Items listed in a dataset:
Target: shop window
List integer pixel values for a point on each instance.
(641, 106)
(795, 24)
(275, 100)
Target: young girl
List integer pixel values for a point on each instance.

» **What is needed**
All records must be transcribed exactly, with none left out.

» **Response for this exercise**
Target: shop window
List integer pixel values for a point on each instance.
(641, 106)
(795, 24)
(275, 100)
Target: young girl
List integer pixel values for a point on each instance.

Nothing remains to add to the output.